■ WORK REQUEST ■
For every line that contains the string "window", pull that line out of the material below.

■ SUPPLIED RECORDS ■
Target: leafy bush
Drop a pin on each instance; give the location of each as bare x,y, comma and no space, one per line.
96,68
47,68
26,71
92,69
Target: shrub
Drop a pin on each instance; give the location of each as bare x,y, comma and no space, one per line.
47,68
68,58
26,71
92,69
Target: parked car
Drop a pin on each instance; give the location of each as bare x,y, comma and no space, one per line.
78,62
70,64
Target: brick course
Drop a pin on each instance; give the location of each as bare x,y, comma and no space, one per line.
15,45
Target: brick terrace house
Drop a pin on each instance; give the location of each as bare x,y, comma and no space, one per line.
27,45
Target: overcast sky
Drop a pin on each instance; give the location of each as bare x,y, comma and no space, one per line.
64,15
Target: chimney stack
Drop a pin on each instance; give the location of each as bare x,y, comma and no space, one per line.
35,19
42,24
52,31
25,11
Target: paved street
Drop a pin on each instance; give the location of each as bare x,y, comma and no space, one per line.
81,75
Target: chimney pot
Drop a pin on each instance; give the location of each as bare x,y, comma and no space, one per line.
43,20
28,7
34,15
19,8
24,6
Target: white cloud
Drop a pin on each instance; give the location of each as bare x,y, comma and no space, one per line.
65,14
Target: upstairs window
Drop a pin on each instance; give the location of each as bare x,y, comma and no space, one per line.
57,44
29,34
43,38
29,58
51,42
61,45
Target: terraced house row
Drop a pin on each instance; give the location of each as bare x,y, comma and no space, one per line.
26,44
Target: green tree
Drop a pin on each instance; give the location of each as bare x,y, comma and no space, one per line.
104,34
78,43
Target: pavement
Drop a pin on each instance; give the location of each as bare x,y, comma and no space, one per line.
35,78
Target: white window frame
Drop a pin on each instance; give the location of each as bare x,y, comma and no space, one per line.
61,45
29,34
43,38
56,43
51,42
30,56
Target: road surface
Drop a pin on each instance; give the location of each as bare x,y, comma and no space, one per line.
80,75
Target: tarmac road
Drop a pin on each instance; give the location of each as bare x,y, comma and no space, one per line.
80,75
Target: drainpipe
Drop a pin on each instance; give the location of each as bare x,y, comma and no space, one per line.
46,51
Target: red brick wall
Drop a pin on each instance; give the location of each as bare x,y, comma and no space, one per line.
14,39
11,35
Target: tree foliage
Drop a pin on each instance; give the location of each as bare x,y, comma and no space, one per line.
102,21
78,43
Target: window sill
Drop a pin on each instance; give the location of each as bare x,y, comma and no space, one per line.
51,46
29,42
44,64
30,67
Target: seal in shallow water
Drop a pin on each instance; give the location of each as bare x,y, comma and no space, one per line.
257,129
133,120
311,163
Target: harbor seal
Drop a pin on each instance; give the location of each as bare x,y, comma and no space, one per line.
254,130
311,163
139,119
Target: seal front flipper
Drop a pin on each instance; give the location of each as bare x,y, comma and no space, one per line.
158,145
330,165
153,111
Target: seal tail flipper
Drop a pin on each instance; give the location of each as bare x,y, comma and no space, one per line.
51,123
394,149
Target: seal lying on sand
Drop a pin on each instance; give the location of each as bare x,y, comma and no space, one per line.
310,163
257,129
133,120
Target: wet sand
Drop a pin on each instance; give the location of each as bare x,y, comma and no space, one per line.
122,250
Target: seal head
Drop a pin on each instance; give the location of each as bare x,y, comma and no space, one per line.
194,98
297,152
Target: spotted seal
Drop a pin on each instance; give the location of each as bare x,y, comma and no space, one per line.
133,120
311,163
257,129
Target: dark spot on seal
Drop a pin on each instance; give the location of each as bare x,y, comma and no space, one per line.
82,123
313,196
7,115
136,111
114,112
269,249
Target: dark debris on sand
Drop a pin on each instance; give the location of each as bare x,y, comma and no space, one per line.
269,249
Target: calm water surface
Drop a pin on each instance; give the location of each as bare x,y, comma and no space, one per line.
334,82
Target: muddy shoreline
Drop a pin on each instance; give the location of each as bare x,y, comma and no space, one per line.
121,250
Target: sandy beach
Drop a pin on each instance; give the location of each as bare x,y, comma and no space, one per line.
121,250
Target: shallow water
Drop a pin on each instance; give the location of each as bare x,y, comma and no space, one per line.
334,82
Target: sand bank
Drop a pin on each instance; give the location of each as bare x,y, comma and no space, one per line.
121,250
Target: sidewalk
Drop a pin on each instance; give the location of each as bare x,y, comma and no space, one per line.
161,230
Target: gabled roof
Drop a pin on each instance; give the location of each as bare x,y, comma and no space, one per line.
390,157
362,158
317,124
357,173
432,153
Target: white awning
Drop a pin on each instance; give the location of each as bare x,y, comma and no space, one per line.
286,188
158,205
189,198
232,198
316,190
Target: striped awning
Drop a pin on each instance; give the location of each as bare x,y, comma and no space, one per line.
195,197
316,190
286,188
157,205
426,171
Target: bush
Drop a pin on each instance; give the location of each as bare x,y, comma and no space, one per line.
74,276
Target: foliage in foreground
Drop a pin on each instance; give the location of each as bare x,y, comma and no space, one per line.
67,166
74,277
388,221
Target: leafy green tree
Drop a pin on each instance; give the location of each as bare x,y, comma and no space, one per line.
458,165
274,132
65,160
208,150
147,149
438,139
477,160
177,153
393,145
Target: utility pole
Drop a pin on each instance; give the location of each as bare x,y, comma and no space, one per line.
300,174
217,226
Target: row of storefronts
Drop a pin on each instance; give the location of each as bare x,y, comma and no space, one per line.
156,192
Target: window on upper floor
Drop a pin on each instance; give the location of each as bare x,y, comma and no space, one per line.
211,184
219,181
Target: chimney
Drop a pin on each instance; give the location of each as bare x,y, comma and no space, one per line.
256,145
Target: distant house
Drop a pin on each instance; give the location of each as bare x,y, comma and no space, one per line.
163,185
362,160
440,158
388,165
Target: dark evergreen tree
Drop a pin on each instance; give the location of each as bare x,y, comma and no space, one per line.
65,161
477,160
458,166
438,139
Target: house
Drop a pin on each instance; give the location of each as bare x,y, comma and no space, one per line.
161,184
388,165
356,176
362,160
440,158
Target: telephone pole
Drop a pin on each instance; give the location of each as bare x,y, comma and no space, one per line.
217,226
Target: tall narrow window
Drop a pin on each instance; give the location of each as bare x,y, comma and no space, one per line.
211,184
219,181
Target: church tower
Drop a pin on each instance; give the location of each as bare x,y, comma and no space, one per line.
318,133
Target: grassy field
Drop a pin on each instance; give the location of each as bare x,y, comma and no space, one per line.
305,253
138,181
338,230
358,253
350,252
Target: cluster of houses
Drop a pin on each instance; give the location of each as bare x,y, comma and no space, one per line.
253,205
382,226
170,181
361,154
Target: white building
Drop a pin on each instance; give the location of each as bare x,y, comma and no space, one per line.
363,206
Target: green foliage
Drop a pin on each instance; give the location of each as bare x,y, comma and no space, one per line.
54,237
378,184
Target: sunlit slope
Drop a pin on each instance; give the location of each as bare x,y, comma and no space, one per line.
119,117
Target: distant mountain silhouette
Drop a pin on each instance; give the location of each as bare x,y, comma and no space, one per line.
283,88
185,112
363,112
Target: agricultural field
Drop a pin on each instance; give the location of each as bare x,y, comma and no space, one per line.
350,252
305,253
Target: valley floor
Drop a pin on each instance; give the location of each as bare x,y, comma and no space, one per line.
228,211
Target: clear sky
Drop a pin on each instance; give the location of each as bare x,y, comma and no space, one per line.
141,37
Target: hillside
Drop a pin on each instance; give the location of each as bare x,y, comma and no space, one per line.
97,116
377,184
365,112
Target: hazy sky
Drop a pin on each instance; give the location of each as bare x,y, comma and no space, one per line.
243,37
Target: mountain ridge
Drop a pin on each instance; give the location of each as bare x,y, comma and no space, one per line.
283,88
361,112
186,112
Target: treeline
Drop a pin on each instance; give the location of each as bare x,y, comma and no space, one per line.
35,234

■ RESPONSE TO THE TASK ■
Target: upstairs window
Target: white window frame
Target: window sill
Target: window on upper floor
Target: tall narrow window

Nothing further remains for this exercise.